= Challenges =
a - Say whether each statement agrees with the makeup thread below, please, answering yes or no and quoting the deciding words from the makeup thread: (i) The first poster was heading to Toyota to cover someone's shift. (ii) The reply from laura-doll was posted on a different date than the first post. (iii) Whistle e/s appears in the first post's list of eye products.
b - Reproduce the part of the makeup thread starting with "# ooooooh toyota!!!" and going on through "it was.. interesting.".

= Document section =

# ooooooh toyota!!!



## mzreyes (Apr 24, 2007)

hahaha.. hella thought of the commerical as I was going to toyota to cover someones shift. it was.. interesting. 

face..
a lil bit of foundation.. powder..concealor
dark msf
dollymix blush
shimpange msf
pearl blossom b/p

eyes..
baselight paint
whistle e/s
mothbrown e/s
intoxicate e/s
violet trance e/s
carbon e/s
rite of spring e/s
vanilla pig.
nightfish f/l
benefit bad gal mascara
NYC glamour lashes (i know i always use these, but im in lovee 
	

	
	
		
		

		
			





 )

lips..
pink treat c/l
blankety l/s
aloof l/s
love nectar l/g (i've been using this a lot too!)








good ol' dark msfn makes my tatas not look so white. lol.




how random is this... lol!!


----------



## laura-doll (Apr 24, 2007)

lovely eye make up
your stunning
and i want ur boobs
xxx


----------



## mzreyes (Apr 24, 2007)

= Data shown =
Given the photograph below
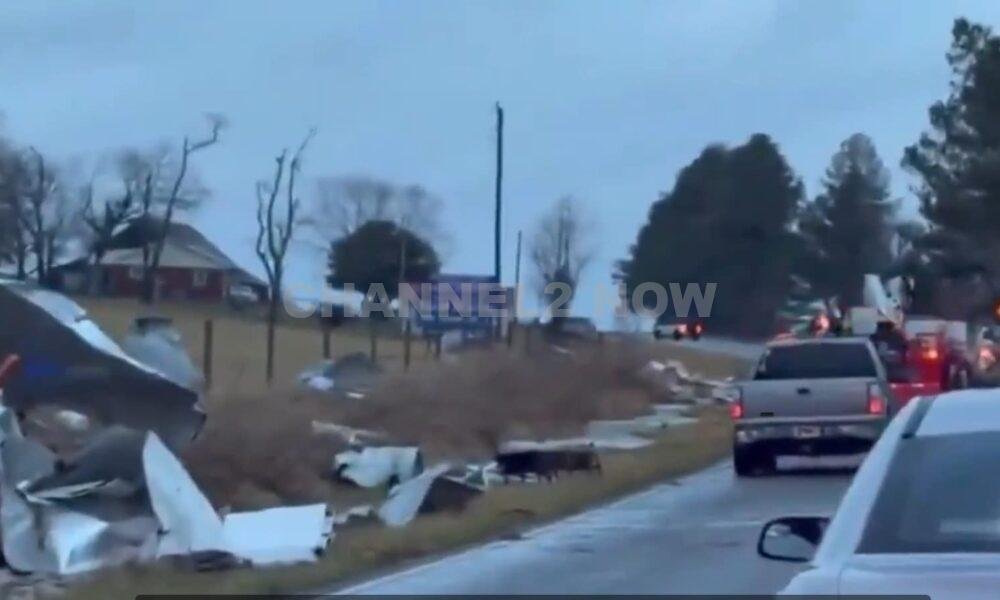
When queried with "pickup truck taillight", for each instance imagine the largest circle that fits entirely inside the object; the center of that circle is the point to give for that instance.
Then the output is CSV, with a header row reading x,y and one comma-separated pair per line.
x,y
736,405
876,400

= Answers to each task =
a -
(i) Yes: "as I was going to toyota to cover someones shift"
(ii) No: "## laura-doll (Apr 24, 2007)" matches "## mzreyes (Apr 24, 2007)"
(iii) Yes: "whistle e/s"

b -
# ooooooh toyota!!!



## mzreyes (Apr 24, 2007)

hahaha.. hella thought of the commerical as I was going to toyota to cover someones shift. it was.. interesting.